Excerpt provided =

▼

Refresher course: Hydration strategies

A guide to how much – and what – to drink during your marathon training runs



While it’s important to stay hydrated during exercise, it’s impossible to create one-size-fits-all drinking guidelines. Your weight, sweat rate and effort level, and the temperature, all affect how much you should drink. But that doesn’t mean you should leave your hydration plan to chance. These strategies can help ensure you drink the right amount before, during and after every run.

Before your run

One of the best ways to limit dehydration during a run is to drink enough beforehand. ‘Checking your urine pre-run is an easy way to see if you’re hydrated,’ says Dr Lewis Maharam, former medical director  of the Rock ’n’ Roll race series. ‘If it’s the colour of iced tea, you need to drink more. If it’s a pale lemonade or straw colour, you’re nicely hydrated.’ With the exception of alcoholic drinks, which are dehydrating, all beverages, including water, sports drinks, coffee, tea, juice and milk, can help keep you hydrated throughout the day.

During your run

If you’re out for an 18-miler, drinking mid-run is a no-brainer. But what if you’re going for an hour? Or doing intervals? ‘There have been a range of recommendations over the past two decades,’ says Maharam. ‘The newest brings us back to basics: drink to your thirst.’ It’s advice backed up by the International Marathon Medical Directors Association and Dr Tim Noakes, author of Waterlogged: The Serious Problem of Overhydration in Endurance Sports (£16.99, Human Kinetics). ‘Your thirst mechanism is exquisitely tuned to your body,’ says Noakes. ‘If you drink when you’re thirsty, you’ll keep your body adequately hydrated.’

The American College of Sports Medicine recommends drinking enough so you don’t lose more than three per cent of your weight through sweat – lose more than that and your performance starts to falter. One way to figure out how much you lose during an hour of running is to weigh yourself naked pre- and post-run (without drinking anything during the run). The number of kilograms you lose equates to your sweat loss in litres. So, if you lost a kilo, you sweated a litre of fluid. On runs longer than 60 minutes, sports drinks are a good idea. They have carbs for energy, and electrolytes such as sodium and potassium, which are lost through sweat but are integral to nerve and muscle function.

▲

Source data =
▼

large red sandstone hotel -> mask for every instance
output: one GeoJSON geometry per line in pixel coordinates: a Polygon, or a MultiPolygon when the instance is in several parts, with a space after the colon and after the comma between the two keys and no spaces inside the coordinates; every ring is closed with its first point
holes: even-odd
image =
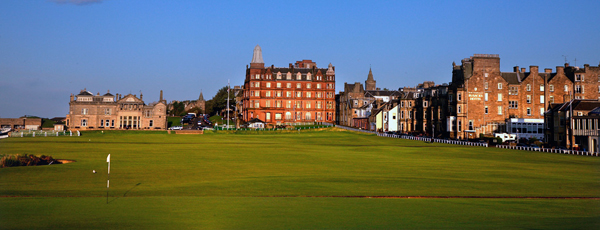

▲

Things to do =
• A. Decide whether each statement agrees with the hydration guide: (i) the guide counts alcoholic drinks among the beverages that help keep you hydrated; (ii) urine the color of iced tea before a run means you need to drink more; (iii) sports drinks are called a good idea on runs longer than 60 minutes. Answer yes or no for each, quoting the words of the guide that decide it.
• B. Please reproduce the stretch of the hydration guide from "Refresher course: Hydration" through "after every run.", word for word.

Outputs in order =
• A.
(i) No: "With the exception of alcoholic drinks, which are dehydrating"
(ii) Yes: "If it’s the colour of iced tea, you need to drink more."
(iii) Yes: "On runs longer than 60 minutes, sports drinks are a good idea."

• B.
Refresher course: Hydration strategies

A guide to how much – and what – to drink during your marathon training runs



While it’s important to stay hydrated during exercise, it’s impossible to create one-size-fits-all drinking guidelines. Your weight, sweat rate and effort level, and the temperature, all affect how much you should drink. But that doesn’t mean you should leave your hydration plan to chance. These strategies can help ensure you drink the right amount before, during and after every run.